▶ [TASK DESCRIPTION]:
Show each line of the entries below that contains the word "orange".

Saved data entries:
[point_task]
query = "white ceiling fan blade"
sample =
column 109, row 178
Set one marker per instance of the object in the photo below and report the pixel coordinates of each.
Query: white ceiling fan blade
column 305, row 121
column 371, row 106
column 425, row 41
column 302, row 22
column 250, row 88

...

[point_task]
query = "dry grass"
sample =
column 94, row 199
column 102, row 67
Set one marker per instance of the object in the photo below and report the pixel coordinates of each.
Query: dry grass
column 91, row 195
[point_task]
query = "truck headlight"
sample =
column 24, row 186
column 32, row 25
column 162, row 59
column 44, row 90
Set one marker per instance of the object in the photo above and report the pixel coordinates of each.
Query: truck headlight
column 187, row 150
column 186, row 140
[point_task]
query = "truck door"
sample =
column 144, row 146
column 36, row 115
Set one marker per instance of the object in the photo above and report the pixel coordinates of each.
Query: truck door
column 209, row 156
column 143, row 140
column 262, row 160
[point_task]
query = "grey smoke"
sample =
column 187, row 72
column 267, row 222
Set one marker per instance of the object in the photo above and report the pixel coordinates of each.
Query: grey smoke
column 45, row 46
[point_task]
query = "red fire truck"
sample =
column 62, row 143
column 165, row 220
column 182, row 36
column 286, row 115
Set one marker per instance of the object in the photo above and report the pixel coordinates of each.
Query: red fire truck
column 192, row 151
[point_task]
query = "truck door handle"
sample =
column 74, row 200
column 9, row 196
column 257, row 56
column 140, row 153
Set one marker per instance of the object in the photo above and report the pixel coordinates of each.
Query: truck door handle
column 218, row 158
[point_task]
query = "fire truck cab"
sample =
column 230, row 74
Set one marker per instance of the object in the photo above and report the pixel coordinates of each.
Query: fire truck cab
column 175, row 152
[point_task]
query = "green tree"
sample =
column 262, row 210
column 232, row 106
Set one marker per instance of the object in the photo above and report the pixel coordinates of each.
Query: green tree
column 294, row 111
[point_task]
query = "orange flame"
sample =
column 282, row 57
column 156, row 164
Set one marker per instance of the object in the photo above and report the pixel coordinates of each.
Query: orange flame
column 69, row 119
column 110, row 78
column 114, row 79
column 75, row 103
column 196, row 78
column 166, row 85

---

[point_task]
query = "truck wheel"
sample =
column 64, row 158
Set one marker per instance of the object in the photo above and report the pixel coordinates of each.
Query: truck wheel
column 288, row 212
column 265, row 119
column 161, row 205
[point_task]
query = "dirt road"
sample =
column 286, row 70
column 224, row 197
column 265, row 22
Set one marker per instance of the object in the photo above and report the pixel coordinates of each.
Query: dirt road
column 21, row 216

▶ [EXPECTED OUTPUT]:
query = "orange flame"
Query: orange flame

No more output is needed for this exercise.